------ Working data

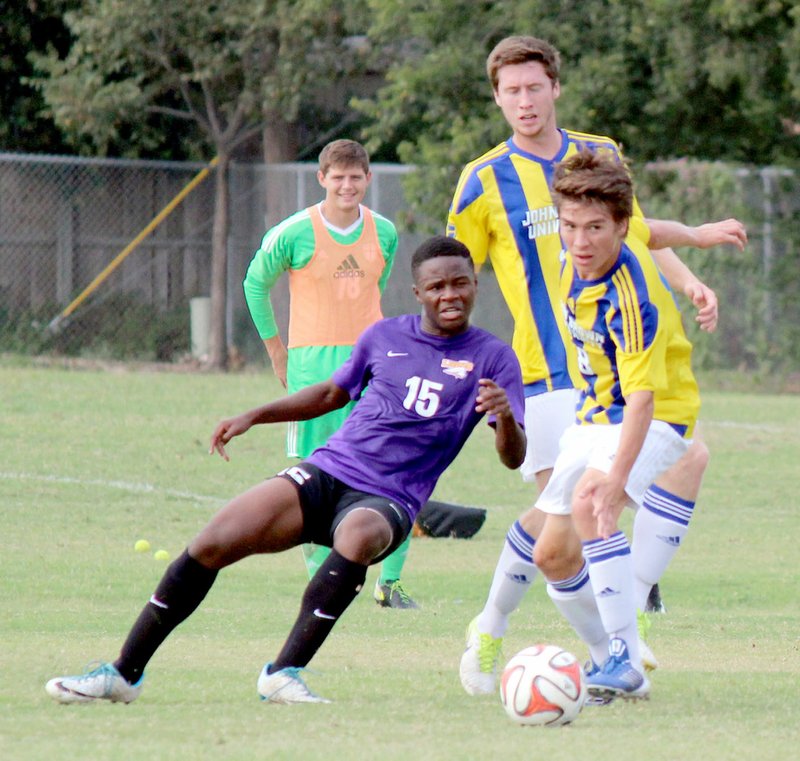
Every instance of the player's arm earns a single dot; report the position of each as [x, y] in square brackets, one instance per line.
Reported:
[671, 234]
[278, 357]
[309, 402]
[388, 241]
[608, 493]
[509, 438]
[468, 219]
[269, 262]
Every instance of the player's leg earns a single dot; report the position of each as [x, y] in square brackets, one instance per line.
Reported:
[547, 416]
[366, 533]
[559, 556]
[662, 521]
[266, 518]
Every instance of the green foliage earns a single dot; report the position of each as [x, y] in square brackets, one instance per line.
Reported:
[666, 80]
[27, 27]
[221, 69]
[94, 460]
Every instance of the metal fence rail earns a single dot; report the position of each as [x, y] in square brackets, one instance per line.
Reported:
[63, 219]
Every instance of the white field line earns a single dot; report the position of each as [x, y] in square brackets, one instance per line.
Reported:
[122, 485]
[767, 428]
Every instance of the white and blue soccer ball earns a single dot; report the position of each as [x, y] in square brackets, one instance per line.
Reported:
[543, 685]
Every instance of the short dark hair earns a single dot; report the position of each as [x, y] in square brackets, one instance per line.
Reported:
[343, 153]
[439, 245]
[520, 49]
[599, 177]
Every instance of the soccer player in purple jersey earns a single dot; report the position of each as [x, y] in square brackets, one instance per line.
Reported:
[424, 383]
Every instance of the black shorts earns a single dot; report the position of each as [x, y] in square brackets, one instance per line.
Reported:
[325, 501]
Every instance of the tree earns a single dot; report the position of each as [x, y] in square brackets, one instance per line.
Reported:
[25, 27]
[711, 81]
[226, 69]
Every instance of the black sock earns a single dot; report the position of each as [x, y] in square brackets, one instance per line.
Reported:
[182, 588]
[334, 586]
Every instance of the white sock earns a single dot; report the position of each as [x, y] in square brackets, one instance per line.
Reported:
[575, 601]
[611, 573]
[513, 576]
[659, 527]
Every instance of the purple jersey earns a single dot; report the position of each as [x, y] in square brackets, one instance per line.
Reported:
[417, 408]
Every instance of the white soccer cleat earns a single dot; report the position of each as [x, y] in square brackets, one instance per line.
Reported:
[617, 677]
[478, 669]
[649, 660]
[101, 683]
[286, 686]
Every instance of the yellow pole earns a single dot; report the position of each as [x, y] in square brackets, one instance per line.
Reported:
[118, 259]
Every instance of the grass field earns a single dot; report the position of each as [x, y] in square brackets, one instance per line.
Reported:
[94, 459]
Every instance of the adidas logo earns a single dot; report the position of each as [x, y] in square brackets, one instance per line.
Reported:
[349, 268]
[519, 578]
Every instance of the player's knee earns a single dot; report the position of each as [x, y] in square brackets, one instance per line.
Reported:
[532, 521]
[583, 517]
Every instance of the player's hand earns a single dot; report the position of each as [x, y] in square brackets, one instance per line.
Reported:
[730, 231]
[492, 399]
[225, 431]
[705, 301]
[278, 357]
[608, 498]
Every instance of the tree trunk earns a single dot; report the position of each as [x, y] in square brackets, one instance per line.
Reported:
[218, 350]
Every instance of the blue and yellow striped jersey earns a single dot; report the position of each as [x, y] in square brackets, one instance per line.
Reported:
[629, 337]
[502, 209]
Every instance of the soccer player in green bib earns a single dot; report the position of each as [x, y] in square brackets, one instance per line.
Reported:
[338, 255]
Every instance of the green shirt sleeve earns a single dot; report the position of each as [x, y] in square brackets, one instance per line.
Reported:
[388, 241]
[288, 245]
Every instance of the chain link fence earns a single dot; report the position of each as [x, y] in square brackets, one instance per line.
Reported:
[63, 220]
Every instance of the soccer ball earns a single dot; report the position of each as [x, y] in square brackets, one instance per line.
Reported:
[543, 685]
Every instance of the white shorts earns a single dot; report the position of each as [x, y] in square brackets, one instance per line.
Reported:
[594, 446]
[547, 416]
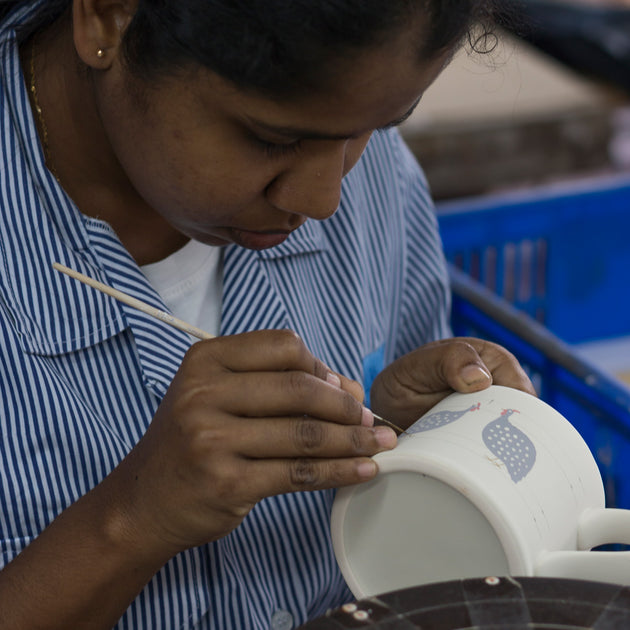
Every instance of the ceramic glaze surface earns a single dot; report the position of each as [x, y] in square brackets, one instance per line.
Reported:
[446, 536]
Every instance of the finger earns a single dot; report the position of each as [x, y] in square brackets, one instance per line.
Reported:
[502, 365]
[351, 386]
[271, 350]
[270, 394]
[307, 437]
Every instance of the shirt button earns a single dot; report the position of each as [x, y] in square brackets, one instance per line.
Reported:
[282, 620]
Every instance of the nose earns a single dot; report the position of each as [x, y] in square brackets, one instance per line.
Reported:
[311, 185]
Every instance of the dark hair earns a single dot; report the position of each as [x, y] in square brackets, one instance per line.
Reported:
[273, 46]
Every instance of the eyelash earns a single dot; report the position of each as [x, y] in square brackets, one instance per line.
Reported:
[277, 150]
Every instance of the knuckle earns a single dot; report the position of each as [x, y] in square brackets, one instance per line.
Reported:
[227, 485]
[309, 436]
[303, 473]
[357, 440]
[299, 382]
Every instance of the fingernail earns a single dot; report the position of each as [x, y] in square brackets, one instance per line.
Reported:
[367, 470]
[367, 418]
[385, 437]
[333, 379]
[474, 374]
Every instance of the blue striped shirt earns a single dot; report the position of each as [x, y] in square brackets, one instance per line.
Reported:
[81, 375]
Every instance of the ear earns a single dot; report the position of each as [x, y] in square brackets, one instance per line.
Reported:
[98, 27]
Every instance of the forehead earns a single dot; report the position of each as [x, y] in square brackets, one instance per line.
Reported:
[364, 92]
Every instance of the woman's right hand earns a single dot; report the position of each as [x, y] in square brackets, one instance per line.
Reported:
[246, 417]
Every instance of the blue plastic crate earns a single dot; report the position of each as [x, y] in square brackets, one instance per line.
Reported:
[536, 271]
[561, 255]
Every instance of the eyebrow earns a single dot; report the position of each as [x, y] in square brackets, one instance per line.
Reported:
[310, 134]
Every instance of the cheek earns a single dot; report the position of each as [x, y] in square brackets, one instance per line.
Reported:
[354, 152]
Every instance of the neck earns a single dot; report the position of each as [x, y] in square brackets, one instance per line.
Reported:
[78, 151]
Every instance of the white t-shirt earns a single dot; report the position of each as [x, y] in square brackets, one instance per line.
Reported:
[190, 283]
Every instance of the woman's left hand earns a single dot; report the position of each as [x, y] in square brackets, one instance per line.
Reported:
[410, 386]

------------

Exercise requirements => Could you set down the material above word for word while dropping its pictures?

Exercise response =>
Every instance of the player's arm earns a single dot; report the position of each as [x, y] in square brackets, one instance per line.
Reported:
[671, 234]
[278, 357]
[309, 402]
[388, 241]
[608, 493]
[509, 438]
[468, 219]
[269, 262]
Every instance of the player's leg earns a single dot; report the position of each as [x, y] in square brackets, one instance per line.
Reported:
[547, 416]
[366, 533]
[559, 556]
[662, 521]
[266, 518]
Every instance of the green foliage earns a single dot; report the position of each as [x, y] in square brackets, one instance per line.
Reported:
[666, 80]
[27, 27]
[221, 69]
[94, 460]
Every instance of the metal fence rail earns a single dot; report the position of each as [x, y] in square brackets, one instance per line.
Reported:
[63, 219]
Every instance of the white field line earns a single dot; report the position of each as [x, y] in square brackets, one instance per line.
Reported:
[122, 485]
[767, 428]
Every instance of the white and blue soccer ball earns a single dot; report the position of each as [x, y] in square brackets, one instance per line.
Reported:
[543, 685]
Every instance of the short dark hair earns a single dot; report the position of each as [x, y] in square brackets, one instance per line.
Reported:
[343, 153]
[439, 245]
[520, 49]
[599, 177]
Every instance of the soccer player in purple jersey earns a single dot; report the position of each as [x, y] in square brackets, one instance per line.
Reported:
[424, 383]
Every instance of the black shorts earns a single dot; report the position of each as [x, y] in square brackets, one instance per line.
Reported:
[325, 501]
Every instance of the tree earns a single dot; report the position of each as [x, y] in square brackets, one instance per line.
Reported:
[25, 27]
[711, 81]
[226, 69]
Every instance of the black sock earns a single dot; report the position of each as [x, y] in square brackets, one instance per line.
Reported:
[182, 588]
[334, 586]
Every instance of the white sock earns a single dot; report the position of each as [x, y] in square brackets, one instance per line.
Reported:
[575, 601]
[611, 573]
[513, 576]
[659, 527]
Every instance of the purple jersey earns a single dot; report the position of each as [x, y] in square brackets, one instance per line.
Reported:
[417, 408]
Every instance of the white soccer cleat earns a single dot; report the position of each as [x, y] in square brackets, one instance per line.
Reported:
[617, 677]
[478, 669]
[649, 660]
[101, 683]
[286, 686]
Every instance of the yellow pole earns a single dot; report the position of each as [x, y] in square brackets, one instance per line.
Reported:
[118, 259]
Every instance of the grass field earns a single dot; report the position of each as [x, y] in square brackets, one instance per line.
Reported:
[94, 459]
Every instance of the adidas logo earns a single dot; report the position of each as [x, y] in square brackets, one instance per line.
Reported:
[349, 268]
[519, 578]
Every instance of the player's knee earns a single dot; report the position of each as [x, y] in square brackets, one instance per line.
Reported:
[532, 521]
[583, 517]
Every instance of the player's hand earns a single dot; report the position of each as [x, y] in square brackets, one instance per line.
Reported:
[730, 231]
[492, 399]
[225, 431]
[705, 301]
[278, 357]
[608, 498]
Every instance of the tree trunk earns a single dot; report the position of each as [x, y] in square brackets, one instance per line.
Reported:
[218, 350]
Every instance of the blue and yellow striped jersey earns a single dot; report the position of each as [x, y] in square brackets, one instance per line.
Reported:
[629, 337]
[502, 209]
Every instance of the soccer player in green bib earns a single dot; report the position of each as [x, y] in square brackets, one instance per line.
Reported:
[338, 255]
Every instance of the green shirt sleeve earns a single dot; report the position of each as [x, y] in square brackets, one instance per line.
Reported:
[388, 241]
[288, 245]
Every instance of the chain link fence earns a single dot; report the position of each as [x, y] in square brackets, one instance per line.
Reported:
[63, 220]
Every instance of the soccer ball earns a single dot; report the position of each as [x, y] in square brackets, one instance per line.
Reported:
[543, 685]
Every instance of the white shorts earns a single dot; report the position of each as [x, y] in square brackets, one instance per line.
Reported:
[594, 446]
[547, 416]
Every instance of the ceramic glaze surface earns a single dot; report the position of each as [x, y] in square brackets, one instance per line.
Reported:
[446, 536]
Every instance of the finger earns a single dot; report the position of each as [x, y] in square brackets, one instance per line.
Reported:
[502, 365]
[351, 386]
[271, 350]
[270, 394]
[307, 437]
Every instance of the shirt button earns a single dot; report the position of each as [x, y] in square brackets, one instance per line.
Reported:
[282, 620]
Every instance of the nose earns a single dot; report the position of each as [x, y] in square brackets, one instance per line.
Reported:
[311, 185]
Every instance of the dark hair earns a single dot; report the position of each as [x, y] in square brackets, one instance per line.
Reported:
[273, 46]
Every instance of the eyelash earns a single dot; report the position of each as [x, y] in square brackets, one instance per line.
Reported:
[277, 150]
Every instance of the knuckle earns a single dot; report the position of each as [x, y] in square brackets, one instance per line.
Reported:
[227, 485]
[309, 436]
[303, 473]
[357, 440]
[299, 382]
Every instance of the fingernail earns a single dot; report the position of each as [x, y] in square brackets, one instance per line.
Reported:
[367, 470]
[367, 418]
[385, 437]
[333, 379]
[474, 374]
Every instance of the blue striped shirt earns a single dot; report the position of each as [x, y] in square brackets, one instance per line.
Reported:
[81, 375]
Every instance of the ear earns a single dot; report the position of each as [x, y] in square brackets, one instance per line.
Reported:
[98, 27]
Every instance of the forehead earns a single dot; report the position of each as [x, y] in square brackets, one instance per line.
Reported:
[364, 92]
Every instance of the woman's right hand earns a single dot; report the position of each as [x, y] in square brackets, one instance per line.
Reported:
[246, 417]
Every instance of the blue plastic crate earns a single dot; report the position of each as [x, y] in square brackets, one instance per line.
Reported:
[536, 271]
[561, 255]
Every instance of the eyebrow earns a single dot; report the position of each as [x, y] in square brackets, one instance per line.
Reported:
[310, 134]
Every instance of the cheek earns a single dot; report the position of each as [x, y] in square brackets, one instance per line.
Reported:
[354, 152]
Every instance of the neck earns a single dot; report the position of each as [x, y] in square brackets, one instance per line.
Reported:
[78, 151]
Every instance of the white t-shirt earns a single dot; report the position of each as [x, y] in square brackets, one instance per line.
Reported:
[190, 283]
Every instance of the woman's left hand earns a single dot; report the position of each as [x, y] in square brackets, one instance per line.
Reported:
[410, 386]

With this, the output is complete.